_Activity_:
Print the line containing "Keypoint guideline: for each instance of the black plant" and all lines after it, unchanged, through the end of the data. Leave the pictures out.

··· Data extracts

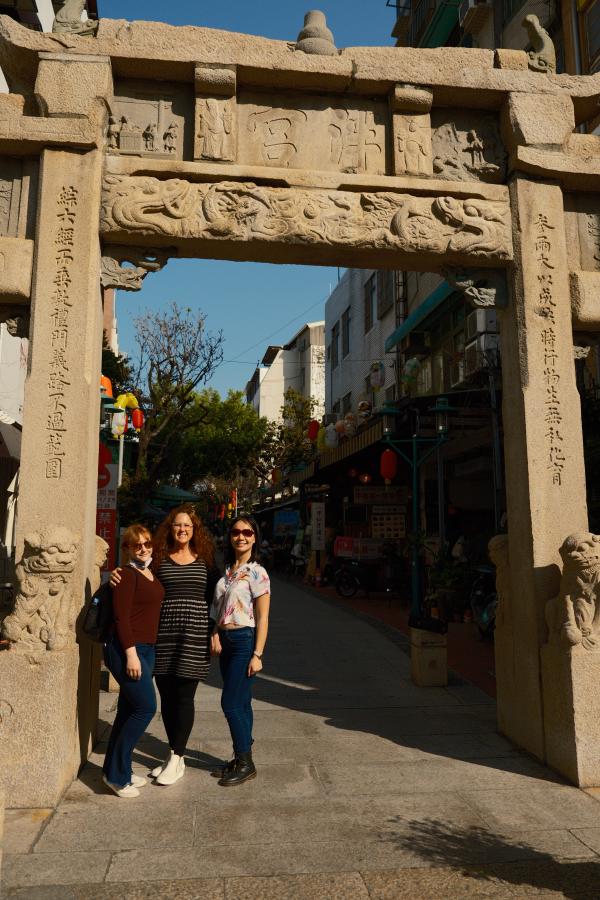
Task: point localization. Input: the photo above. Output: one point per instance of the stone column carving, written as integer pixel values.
(45, 608)
(215, 135)
(411, 128)
(545, 475)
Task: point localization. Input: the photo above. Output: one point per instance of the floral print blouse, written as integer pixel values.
(235, 593)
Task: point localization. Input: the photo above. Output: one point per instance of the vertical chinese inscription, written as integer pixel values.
(553, 417)
(60, 307)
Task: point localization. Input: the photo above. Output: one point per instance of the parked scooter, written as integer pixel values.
(483, 600)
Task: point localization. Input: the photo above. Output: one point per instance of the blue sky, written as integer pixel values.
(254, 304)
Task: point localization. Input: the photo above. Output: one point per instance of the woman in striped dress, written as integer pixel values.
(184, 564)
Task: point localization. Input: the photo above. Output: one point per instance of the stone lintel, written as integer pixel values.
(16, 267)
(201, 171)
(215, 80)
(408, 98)
(585, 300)
(73, 86)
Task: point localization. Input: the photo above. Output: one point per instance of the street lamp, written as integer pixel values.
(415, 460)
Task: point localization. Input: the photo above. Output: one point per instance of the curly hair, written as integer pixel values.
(201, 542)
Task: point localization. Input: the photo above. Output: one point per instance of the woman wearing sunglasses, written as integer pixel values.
(241, 612)
(129, 655)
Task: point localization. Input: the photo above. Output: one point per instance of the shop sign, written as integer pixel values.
(317, 521)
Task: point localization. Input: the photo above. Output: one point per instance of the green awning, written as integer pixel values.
(429, 305)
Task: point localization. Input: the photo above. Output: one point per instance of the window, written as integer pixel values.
(385, 293)
(335, 345)
(370, 297)
(346, 333)
(590, 33)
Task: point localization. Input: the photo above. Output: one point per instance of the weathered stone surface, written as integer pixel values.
(38, 710)
(529, 122)
(71, 86)
(16, 266)
(234, 212)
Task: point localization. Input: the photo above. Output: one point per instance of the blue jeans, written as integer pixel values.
(135, 710)
(236, 699)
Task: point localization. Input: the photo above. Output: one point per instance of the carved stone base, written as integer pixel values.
(40, 741)
(570, 681)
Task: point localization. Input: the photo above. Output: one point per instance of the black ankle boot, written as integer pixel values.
(223, 770)
(242, 771)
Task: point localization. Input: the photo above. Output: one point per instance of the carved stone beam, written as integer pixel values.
(215, 122)
(483, 287)
(411, 129)
(374, 228)
(141, 261)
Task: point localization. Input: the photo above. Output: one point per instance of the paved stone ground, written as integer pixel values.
(368, 787)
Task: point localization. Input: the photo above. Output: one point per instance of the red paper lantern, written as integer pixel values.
(137, 419)
(388, 465)
(313, 430)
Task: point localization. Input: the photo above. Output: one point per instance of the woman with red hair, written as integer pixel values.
(183, 561)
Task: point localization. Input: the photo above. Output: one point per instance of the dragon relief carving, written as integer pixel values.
(573, 617)
(44, 613)
(244, 211)
(140, 260)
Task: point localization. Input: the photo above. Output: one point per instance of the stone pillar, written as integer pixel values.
(543, 453)
(42, 741)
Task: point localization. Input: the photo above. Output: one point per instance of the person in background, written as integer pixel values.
(129, 655)
(241, 613)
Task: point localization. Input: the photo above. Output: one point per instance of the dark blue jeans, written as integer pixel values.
(135, 710)
(236, 700)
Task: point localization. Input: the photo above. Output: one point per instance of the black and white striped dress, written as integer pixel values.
(182, 645)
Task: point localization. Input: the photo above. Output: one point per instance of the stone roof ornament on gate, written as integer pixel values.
(68, 19)
(542, 56)
(316, 38)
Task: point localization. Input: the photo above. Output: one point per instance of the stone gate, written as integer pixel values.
(139, 142)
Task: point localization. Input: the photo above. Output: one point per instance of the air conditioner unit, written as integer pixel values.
(480, 321)
(478, 352)
(473, 15)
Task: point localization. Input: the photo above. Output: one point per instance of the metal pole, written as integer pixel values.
(416, 580)
(441, 499)
(120, 469)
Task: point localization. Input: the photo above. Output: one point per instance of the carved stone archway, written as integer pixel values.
(144, 141)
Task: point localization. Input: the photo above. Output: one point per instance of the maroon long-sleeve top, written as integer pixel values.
(136, 606)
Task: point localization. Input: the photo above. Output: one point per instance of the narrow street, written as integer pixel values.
(368, 787)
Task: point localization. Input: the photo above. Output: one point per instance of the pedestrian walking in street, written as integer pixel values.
(183, 562)
(129, 655)
(241, 613)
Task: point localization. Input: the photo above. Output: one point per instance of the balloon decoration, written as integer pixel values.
(364, 410)
(137, 419)
(349, 424)
(388, 465)
(313, 429)
(331, 436)
(377, 375)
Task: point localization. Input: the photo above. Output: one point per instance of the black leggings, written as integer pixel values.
(177, 708)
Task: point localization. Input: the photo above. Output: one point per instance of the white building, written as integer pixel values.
(299, 364)
(360, 314)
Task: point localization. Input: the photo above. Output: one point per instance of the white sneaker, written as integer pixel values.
(173, 771)
(138, 780)
(127, 791)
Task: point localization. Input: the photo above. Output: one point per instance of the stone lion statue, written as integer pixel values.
(573, 617)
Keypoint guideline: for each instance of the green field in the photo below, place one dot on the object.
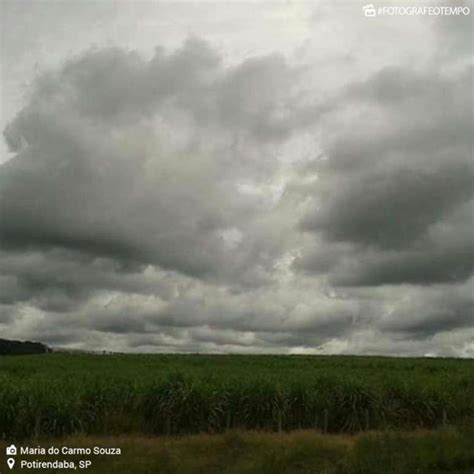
(443, 451)
(61, 394)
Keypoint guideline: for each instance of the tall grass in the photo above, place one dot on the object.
(60, 394)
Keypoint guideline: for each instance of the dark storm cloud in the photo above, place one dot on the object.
(439, 311)
(395, 206)
(120, 157)
(188, 201)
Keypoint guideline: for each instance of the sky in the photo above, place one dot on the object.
(237, 177)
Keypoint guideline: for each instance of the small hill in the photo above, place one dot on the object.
(8, 347)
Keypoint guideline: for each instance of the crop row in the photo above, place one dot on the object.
(182, 403)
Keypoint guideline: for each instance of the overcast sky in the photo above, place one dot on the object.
(282, 177)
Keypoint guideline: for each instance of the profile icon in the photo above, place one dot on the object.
(11, 450)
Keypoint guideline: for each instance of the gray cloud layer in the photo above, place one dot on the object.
(184, 202)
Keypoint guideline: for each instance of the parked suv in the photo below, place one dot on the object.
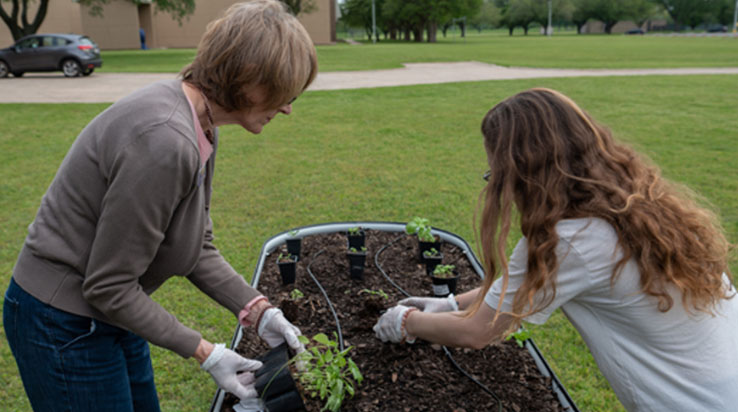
(72, 54)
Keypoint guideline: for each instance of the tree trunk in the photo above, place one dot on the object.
(609, 25)
(432, 30)
(418, 33)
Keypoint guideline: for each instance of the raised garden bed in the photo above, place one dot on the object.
(403, 377)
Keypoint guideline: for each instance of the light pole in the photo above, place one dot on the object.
(374, 23)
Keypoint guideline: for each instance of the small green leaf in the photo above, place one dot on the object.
(321, 338)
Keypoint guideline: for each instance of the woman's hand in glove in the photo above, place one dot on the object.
(224, 366)
(435, 305)
(275, 329)
(391, 325)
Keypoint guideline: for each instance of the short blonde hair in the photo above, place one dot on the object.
(255, 43)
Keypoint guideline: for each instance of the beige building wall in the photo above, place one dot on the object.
(62, 16)
(118, 27)
(321, 23)
(166, 32)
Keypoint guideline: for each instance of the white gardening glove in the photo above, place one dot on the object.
(224, 364)
(389, 327)
(275, 329)
(447, 304)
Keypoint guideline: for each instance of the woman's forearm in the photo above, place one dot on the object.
(467, 298)
(453, 329)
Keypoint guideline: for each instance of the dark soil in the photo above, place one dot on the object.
(398, 377)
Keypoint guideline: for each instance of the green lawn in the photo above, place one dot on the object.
(376, 154)
(559, 51)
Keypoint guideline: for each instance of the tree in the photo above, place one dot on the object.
(358, 13)
(19, 24)
(721, 11)
(609, 12)
(687, 12)
(489, 16)
(300, 6)
(640, 11)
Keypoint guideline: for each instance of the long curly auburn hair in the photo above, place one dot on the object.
(551, 161)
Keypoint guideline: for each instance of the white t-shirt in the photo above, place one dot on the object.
(654, 361)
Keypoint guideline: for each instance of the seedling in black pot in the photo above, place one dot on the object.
(444, 280)
(432, 258)
(426, 239)
(356, 237)
(274, 382)
(294, 243)
(287, 264)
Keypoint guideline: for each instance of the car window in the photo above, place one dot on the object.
(31, 43)
(48, 41)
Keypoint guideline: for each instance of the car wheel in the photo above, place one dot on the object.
(71, 68)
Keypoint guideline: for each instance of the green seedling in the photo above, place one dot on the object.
(328, 372)
(296, 294)
(379, 292)
(421, 227)
(520, 336)
(431, 253)
(444, 271)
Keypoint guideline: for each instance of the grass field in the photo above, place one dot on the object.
(376, 154)
(559, 51)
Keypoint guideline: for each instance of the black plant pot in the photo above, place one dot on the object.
(288, 270)
(274, 382)
(357, 261)
(357, 241)
(294, 244)
(423, 246)
(431, 262)
(443, 287)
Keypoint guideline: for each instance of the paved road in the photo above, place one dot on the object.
(109, 87)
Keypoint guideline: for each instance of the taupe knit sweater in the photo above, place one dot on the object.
(127, 210)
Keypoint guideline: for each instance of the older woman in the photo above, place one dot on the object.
(635, 264)
(129, 208)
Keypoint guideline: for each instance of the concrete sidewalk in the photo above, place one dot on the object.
(109, 87)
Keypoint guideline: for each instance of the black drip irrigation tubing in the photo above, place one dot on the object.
(330, 304)
(445, 349)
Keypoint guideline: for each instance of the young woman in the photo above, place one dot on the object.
(633, 262)
(129, 209)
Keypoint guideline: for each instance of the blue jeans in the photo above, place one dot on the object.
(75, 363)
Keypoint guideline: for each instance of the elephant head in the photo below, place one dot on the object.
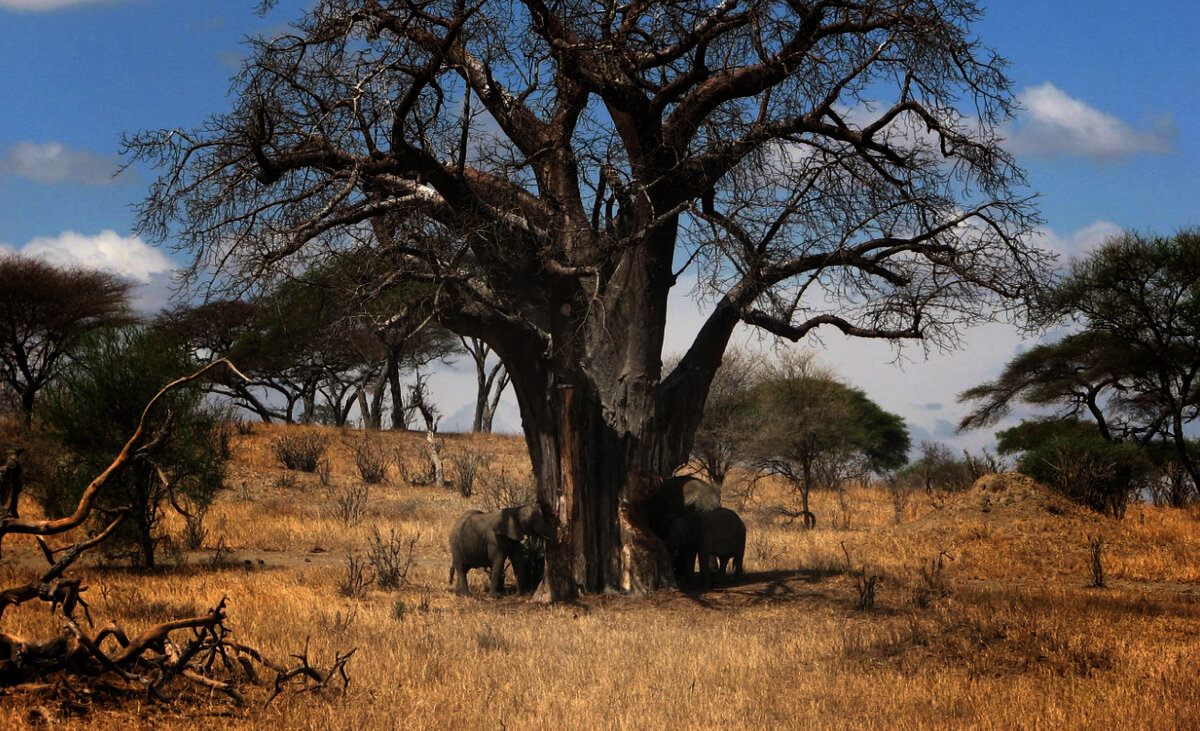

······

_Written answer_:
Keypoint guideline: for each instance of the black plant pot in the photo above, place one dot on the object.
(288, 270)
(274, 382)
(357, 261)
(357, 241)
(294, 244)
(423, 246)
(431, 262)
(443, 287)
Keypoint guideline: for each instance of the paved road in the photo above, place one dot on the object.
(109, 87)
Keypoint guideline: for each instance of the taupe knit sweater in the photo above, place one dot on the object.
(127, 210)
Keypoint guideline: for each instance of the older woman in the photo above, place one dot on the object.
(635, 264)
(129, 208)
Keypoint guideline: for each instance of the concrete sidewalk in the photo above, place one dot on the object.
(109, 87)
Keypoint guideline: for each instance of the black drip irrigation tubing in the photo above, place one dot on the object.
(330, 304)
(445, 349)
Keypoint guideline: for each instance of the young woman in the photo above, place one dot on the object.
(633, 262)
(129, 209)
Keypoint guideline: for each instance of the blue jeans in the photo above, place one dot on the object.
(75, 363)
Keypoint guideline: for each instance of the elephant head in the photo below, place one dot on the object.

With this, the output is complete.